ABOUT THIS EXERCISE: Tally the lines below that contain "stem". The number is the whole answer.

Stored data entries:

▶

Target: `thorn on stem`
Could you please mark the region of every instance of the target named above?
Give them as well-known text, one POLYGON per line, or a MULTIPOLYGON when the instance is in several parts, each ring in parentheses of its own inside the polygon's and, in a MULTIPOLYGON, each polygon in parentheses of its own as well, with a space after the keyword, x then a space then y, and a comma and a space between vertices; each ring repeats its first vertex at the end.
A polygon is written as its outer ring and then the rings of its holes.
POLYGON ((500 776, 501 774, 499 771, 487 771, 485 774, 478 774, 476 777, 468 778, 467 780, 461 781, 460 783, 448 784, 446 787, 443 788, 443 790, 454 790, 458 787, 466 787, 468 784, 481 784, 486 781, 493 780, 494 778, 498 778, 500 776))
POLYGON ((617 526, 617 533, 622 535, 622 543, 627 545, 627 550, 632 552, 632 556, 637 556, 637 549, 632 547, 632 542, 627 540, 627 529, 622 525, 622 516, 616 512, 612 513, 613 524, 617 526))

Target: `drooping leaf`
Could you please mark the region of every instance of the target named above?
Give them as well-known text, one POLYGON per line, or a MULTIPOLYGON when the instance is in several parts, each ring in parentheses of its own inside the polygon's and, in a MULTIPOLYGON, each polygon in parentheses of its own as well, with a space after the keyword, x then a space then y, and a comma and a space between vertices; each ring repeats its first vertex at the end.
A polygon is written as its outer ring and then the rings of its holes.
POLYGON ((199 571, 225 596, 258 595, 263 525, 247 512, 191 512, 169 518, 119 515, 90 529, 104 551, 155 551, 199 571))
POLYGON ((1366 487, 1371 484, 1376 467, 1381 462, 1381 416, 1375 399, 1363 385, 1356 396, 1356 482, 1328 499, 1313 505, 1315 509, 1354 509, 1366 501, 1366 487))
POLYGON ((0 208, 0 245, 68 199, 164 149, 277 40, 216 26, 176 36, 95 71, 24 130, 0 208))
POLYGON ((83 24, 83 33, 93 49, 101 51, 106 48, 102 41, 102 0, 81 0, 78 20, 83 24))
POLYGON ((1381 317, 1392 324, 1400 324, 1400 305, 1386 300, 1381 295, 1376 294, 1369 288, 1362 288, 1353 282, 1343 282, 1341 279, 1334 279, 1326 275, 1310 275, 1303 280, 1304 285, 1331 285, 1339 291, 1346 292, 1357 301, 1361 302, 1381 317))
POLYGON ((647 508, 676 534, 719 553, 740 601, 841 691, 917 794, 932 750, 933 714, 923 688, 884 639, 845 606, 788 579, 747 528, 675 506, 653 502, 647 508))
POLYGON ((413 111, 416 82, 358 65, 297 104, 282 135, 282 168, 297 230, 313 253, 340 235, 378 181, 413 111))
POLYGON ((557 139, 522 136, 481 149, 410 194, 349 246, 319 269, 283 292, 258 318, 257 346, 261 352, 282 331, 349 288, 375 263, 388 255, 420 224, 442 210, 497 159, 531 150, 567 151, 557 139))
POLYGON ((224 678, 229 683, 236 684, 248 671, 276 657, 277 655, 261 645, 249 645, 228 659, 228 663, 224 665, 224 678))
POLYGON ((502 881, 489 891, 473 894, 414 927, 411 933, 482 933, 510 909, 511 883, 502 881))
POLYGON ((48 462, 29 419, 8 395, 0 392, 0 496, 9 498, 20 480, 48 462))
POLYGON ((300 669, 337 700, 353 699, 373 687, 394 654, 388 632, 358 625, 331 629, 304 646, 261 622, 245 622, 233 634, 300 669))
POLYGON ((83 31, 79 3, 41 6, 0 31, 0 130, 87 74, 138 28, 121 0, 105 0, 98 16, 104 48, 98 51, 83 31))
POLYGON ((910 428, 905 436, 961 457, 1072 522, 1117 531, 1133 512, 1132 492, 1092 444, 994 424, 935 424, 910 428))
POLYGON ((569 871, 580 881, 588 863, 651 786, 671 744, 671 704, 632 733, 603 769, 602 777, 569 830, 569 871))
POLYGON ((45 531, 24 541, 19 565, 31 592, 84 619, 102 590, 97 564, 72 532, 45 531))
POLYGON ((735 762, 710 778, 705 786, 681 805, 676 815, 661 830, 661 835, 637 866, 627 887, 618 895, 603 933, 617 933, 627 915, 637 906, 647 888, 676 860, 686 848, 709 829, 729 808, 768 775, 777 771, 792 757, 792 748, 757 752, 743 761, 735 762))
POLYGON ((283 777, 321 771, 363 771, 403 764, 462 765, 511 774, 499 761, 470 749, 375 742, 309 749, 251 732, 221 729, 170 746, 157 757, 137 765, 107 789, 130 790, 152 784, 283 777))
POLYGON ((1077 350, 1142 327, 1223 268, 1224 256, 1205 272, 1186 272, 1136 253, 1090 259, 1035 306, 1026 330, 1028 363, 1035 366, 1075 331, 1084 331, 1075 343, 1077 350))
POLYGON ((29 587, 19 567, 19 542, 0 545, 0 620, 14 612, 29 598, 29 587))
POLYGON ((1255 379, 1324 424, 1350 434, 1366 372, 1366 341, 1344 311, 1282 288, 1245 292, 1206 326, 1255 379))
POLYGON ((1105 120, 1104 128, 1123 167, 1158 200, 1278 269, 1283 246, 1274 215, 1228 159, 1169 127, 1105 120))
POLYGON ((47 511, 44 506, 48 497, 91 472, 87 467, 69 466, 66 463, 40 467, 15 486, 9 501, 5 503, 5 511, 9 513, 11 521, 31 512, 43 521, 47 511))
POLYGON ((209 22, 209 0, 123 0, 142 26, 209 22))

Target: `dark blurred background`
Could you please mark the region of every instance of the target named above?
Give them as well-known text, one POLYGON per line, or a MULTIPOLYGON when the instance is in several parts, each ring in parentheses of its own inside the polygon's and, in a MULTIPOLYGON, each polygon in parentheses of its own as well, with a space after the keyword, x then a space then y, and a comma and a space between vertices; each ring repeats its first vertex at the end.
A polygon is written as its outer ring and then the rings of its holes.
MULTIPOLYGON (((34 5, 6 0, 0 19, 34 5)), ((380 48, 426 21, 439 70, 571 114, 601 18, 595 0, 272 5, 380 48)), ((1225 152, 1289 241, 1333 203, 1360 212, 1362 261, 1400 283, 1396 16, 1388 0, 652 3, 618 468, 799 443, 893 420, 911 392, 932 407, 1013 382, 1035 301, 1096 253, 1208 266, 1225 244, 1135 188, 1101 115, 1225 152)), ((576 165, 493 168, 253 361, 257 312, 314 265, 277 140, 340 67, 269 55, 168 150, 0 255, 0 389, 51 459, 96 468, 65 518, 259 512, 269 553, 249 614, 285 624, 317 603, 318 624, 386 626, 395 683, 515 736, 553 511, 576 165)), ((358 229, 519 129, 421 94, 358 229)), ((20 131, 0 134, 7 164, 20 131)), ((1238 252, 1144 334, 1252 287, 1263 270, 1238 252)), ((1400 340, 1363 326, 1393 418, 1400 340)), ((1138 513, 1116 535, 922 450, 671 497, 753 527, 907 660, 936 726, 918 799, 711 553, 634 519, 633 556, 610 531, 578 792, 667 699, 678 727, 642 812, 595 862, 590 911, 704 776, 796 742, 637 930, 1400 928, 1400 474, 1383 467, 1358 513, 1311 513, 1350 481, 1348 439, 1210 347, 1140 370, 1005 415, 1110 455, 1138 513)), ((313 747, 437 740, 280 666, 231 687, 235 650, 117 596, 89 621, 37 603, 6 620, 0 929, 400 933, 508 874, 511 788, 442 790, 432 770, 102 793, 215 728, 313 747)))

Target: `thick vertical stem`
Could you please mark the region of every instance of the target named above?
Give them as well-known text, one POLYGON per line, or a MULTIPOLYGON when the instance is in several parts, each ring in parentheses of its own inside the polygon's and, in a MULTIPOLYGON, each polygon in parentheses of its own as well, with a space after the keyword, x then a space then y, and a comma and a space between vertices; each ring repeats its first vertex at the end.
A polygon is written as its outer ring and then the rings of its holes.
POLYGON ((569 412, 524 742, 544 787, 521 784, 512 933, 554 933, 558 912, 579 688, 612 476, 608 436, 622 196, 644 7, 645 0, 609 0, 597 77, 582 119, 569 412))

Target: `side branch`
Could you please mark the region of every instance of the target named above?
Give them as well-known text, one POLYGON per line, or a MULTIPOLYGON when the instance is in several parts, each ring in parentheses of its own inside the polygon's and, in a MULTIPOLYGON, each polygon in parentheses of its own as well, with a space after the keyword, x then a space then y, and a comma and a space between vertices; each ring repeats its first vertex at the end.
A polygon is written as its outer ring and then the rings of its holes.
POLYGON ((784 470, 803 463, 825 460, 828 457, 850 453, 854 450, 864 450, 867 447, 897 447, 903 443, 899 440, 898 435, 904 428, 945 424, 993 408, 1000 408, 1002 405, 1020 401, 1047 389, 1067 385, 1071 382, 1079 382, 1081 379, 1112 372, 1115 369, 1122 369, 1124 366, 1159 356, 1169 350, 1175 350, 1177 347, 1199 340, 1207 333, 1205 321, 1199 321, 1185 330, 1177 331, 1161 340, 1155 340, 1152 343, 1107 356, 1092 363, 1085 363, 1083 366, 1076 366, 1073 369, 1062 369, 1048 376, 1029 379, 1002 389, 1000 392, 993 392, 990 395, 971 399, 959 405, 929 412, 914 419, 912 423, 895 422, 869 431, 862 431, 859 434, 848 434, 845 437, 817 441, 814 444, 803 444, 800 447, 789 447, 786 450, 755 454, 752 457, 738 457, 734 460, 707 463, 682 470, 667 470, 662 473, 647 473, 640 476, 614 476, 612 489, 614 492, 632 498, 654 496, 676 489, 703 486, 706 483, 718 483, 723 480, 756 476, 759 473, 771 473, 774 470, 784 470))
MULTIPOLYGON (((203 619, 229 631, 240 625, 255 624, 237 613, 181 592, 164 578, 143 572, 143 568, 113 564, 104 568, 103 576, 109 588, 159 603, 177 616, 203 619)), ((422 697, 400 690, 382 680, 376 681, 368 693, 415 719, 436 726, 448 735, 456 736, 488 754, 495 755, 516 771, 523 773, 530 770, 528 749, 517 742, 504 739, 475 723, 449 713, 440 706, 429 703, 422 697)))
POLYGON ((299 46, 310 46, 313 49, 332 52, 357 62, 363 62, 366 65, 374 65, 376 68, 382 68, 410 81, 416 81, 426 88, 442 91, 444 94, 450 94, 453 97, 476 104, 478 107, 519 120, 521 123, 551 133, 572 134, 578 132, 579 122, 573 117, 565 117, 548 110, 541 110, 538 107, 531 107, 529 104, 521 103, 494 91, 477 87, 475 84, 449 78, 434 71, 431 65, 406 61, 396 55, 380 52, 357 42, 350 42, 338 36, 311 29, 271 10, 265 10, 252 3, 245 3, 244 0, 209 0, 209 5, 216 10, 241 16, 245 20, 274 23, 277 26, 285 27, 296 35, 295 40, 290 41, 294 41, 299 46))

◀

ANSWER SECTION: 2